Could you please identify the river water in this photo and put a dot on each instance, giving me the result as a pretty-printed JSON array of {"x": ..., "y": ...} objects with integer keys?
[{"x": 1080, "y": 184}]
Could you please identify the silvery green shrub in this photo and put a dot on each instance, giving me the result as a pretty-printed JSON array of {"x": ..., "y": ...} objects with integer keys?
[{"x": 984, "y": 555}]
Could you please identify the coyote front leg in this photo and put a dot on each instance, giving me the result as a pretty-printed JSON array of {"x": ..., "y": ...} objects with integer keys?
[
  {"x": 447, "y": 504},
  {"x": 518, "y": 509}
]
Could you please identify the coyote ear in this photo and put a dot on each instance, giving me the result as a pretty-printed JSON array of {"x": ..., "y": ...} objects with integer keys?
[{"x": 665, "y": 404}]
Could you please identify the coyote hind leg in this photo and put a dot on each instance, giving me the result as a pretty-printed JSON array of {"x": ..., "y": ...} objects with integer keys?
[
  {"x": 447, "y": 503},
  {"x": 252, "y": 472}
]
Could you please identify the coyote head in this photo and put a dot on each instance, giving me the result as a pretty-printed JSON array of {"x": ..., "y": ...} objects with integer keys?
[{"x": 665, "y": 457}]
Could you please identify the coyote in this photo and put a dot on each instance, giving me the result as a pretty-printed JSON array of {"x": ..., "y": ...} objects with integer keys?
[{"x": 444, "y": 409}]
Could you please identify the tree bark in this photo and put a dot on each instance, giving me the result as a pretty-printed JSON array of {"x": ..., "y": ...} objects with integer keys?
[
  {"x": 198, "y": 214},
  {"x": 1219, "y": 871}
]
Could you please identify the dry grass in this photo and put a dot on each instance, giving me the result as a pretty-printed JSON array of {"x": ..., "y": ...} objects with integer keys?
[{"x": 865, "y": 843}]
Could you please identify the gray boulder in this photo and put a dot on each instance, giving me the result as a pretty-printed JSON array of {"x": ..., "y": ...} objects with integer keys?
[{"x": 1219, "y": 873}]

Work to complete
Rewrite the records between the line holding "Could you please identify the dry" and the end of the records, inclusive, with "gray boulder" replaced by "sandstone boulder" and everything else left unchanged.

Written reply
Could you please identify the dry grass in this photo and put a dot on each instance, giving me the result as a pretty-printed JSON array of {"x": ..., "y": ...} objects with integer keys?
[{"x": 865, "y": 843}]
Could you please identify the sandstone boulder in this photo and put a dot on each instance, giving me the result as a pretty-printed JSON array of {"x": ..., "y": ...} objects with integer keys?
[{"x": 1219, "y": 873}]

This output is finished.